## Instructions to follow
Count the lines in the rows below that contain the string "white", treating uppercase and lowercase letters as distinct. Reply with the number alone.

## The data
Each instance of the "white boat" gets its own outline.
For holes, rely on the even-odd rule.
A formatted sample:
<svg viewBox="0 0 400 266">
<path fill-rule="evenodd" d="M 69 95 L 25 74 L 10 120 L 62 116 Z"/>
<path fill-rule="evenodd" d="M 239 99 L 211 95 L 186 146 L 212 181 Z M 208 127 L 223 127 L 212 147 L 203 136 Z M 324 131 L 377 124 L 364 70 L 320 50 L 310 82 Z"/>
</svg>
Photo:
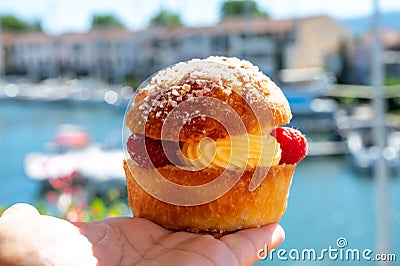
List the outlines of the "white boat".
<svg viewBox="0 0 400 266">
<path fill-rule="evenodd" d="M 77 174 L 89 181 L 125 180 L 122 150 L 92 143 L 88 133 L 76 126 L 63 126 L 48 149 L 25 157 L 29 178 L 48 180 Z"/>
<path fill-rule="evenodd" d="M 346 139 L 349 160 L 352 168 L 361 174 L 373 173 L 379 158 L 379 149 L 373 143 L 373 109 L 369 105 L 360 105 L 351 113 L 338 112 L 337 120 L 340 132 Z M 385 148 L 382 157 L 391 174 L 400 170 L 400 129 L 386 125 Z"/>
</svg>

## Right answer
2